Stored dataset items:
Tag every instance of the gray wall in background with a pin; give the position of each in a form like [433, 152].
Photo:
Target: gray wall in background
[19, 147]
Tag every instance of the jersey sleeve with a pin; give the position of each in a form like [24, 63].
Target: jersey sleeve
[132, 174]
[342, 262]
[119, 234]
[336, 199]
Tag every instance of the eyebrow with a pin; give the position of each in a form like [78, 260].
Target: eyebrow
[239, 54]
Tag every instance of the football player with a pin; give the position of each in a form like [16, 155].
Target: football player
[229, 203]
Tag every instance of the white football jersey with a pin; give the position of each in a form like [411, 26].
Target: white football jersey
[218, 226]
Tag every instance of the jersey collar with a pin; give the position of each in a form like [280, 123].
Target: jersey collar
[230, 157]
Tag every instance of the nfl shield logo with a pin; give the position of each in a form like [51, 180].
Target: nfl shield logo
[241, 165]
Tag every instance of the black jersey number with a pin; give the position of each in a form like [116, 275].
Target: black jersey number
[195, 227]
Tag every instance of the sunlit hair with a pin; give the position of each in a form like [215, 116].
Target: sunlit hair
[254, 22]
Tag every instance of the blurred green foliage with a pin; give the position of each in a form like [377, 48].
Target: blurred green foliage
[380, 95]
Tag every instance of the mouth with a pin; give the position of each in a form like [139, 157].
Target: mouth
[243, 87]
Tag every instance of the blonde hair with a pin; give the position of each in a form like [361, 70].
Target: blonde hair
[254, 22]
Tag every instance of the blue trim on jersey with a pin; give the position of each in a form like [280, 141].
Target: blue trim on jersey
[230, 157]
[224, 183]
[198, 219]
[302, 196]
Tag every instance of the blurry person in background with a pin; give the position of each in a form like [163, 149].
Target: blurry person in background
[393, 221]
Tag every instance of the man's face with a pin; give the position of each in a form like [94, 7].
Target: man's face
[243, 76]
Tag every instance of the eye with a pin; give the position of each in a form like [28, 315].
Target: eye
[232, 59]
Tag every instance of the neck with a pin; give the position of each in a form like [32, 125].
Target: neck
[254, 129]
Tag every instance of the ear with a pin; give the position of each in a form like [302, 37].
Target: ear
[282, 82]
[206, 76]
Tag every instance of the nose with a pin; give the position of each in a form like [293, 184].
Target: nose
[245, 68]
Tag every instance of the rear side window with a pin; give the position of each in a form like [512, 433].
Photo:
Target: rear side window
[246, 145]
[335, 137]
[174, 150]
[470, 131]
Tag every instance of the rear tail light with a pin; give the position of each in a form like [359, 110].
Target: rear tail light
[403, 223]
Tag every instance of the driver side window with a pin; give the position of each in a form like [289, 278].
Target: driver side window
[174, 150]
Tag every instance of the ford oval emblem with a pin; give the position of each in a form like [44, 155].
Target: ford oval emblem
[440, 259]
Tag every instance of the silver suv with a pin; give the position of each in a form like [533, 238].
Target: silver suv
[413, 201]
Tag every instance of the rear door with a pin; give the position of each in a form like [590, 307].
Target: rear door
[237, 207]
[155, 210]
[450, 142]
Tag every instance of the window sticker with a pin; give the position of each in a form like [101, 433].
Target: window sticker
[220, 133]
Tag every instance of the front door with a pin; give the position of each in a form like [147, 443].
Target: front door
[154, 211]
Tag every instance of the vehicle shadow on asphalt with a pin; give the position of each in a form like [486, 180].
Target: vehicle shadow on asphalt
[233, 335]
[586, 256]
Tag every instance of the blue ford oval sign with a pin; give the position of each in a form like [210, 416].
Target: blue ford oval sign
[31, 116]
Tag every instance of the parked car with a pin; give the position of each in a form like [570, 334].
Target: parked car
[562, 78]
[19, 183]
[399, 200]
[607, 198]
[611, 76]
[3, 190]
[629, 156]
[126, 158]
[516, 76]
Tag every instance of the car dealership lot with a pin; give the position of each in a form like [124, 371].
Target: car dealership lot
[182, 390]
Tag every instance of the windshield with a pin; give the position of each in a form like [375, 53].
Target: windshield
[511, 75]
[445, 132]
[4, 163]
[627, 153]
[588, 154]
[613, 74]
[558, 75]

▸ **BRIEF**
Give back every line above, unchanged.

▸ **RESULT FOR THIS EXERCISE**
Tag every instance of the gray wall in background with a pin; give the position of each in a form like [433, 152].
Photo:
Target: gray wall in background
[19, 147]
Tag every instance of the jersey sleeve with a pin; give the position of each in a form like [24, 63].
Target: jersey sleeve
[132, 174]
[342, 262]
[119, 234]
[336, 199]
Tag every instance of the eyebrow with a pin; give the position of each in a form like [78, 260].
Target: eyebrow
[239, 54]
Tag every instance of the football player with a pin; give the position of each in a form like [16, 155].
Target: football player
[229, 203]
Tag every instance of the white football jersey with a pin; give the position of each in a form like [411, 26].
Target: white football jersey
[218, 226]
Tag every instance of the jersey collar with a pin; give the position of each in a form like [280, 123].
Target: jersey collar
[230, 157]
Tag every instance of the nfl shield logo with a pin; give the position of each in a form like [51, 180].
Target: nfl shield logo
[241, 165]
Tag every instance of the black jersey number with a pin; give the position of each in a form like [116, 275].
Target: black jersey number
[195, 227]
Tag every instance of the sunlit hair with a pin; give the position of each in a form like [215, 116].
Target: sunlit hair
[254, 22]
Tag every instance of the blurred green foliage with a pin; give the position of each in a form like [377, 48].
Target: blurred green foliage
[380, 95]
Tag every instance of the mouth with a pin; give the position of each in a form like [139, 157].
Target: mouth
[243, 87]
Tag every instance of the blonde hair with a pin; give the position of each in a form like [361, 70].
Target: blonde hair
[254, 22]
Tag every instance of the blue trim on jersey with a pin; give the position of each in a form like [280, 141].
Target: blue trim on jersey
[230, 157]
[224, 183]
[198, 219]
[302, 196]
Tag every instance of the blurry person in background with a pin; give the position of each in a form like [163, 149].
Target: blurry person in background
[393, 221]
Tag every instance of the man's face with a pin; give the position of each in a form like [94, 7].
Target: man's face
[243, 76]
Tag every instance of the eye with a pin; give the position of each in a form like [28, 315].
Target: eye
[232, 59]
Tag every instance of the neck with a pin; give the position of each in a form like [32, 125].
Target: neck
[254, 129]
Tag every instance of the ear with a pin; give the position of each in a form like [302, 37].
Target: ear
[282, 82]
[206, 76]
Tag every instance of the nose with a pin; give the position of each in a form like [293, 184].
Target: nose
[245, 68]
Tag every instance of the rear side window with a pin; give the position of each in a form like [512, 433].
Photo:
Target: rear side window
[246, 145]
[335, 137]
[174, 150]
[470, 131]
Tag every instance of the rear tail light with a pin; give the position of each in a form like [359, 110].
Target: rear tail light
[403, 223]
Tag every instance of the driver side window with a pin; give the position of each in a form like [289, 278].
Target: driver side window
[174, 150]
Tag every instance of the ford oval emblem with a pin; give the position of each in a form like [44, 155].
Target: ford oval emblem
[440, 259]
Tag every instance of the silver suv with a pin; give the position of each in a form like [533, 238].
Target: silver suv
[413, 201]
Tag every instance of the rear door with a pin; give the position of each in a form like [590, 307].
Target: rear door
[237, 207]
[155, 210]
[450, 142]
Tag every instance of the window sticker with a pin; give the position of each in a form like [101, 433].
Target: window sticker
[220, 133]
Tag every instance of the front door with a pin; give the position of each in a form like [147, 443].
Target: front door
[154, 211]
Tag every instance of the vehicle shadow on asphalt with a pin; give the position of each in a form like [486, 180].
Target: vehicle shadow on asphalt
[233, 335]
[586, 256]
Tag every instance of the blue ford oval sign with a pin; give the position of each in a form like [210, 416].
Target: blue ford oval sign
[31, 116]
Tag every instance of the parked car with a pin; give the position of each in a form like [570, 334].
Target: parked car
[562, 78]
[19, 183]
[399, 200]
[607, 198]
[611, 76]
[3, 190]
[629, 156]
[126, 158]
[516, 76]
Tag every instance of the car dealership lot with a pin; give the position of each in a form like [124, 371].
Target: car dealership lot
[182, 390]
Tag every instance of the windshield with a pin; give the position of each in a form like [375, 53].
Target: windshield
[511, 75]
[445, 132]
[4, 163]
[627, 153]
[588, 154]
[613, 74]
[558, 75]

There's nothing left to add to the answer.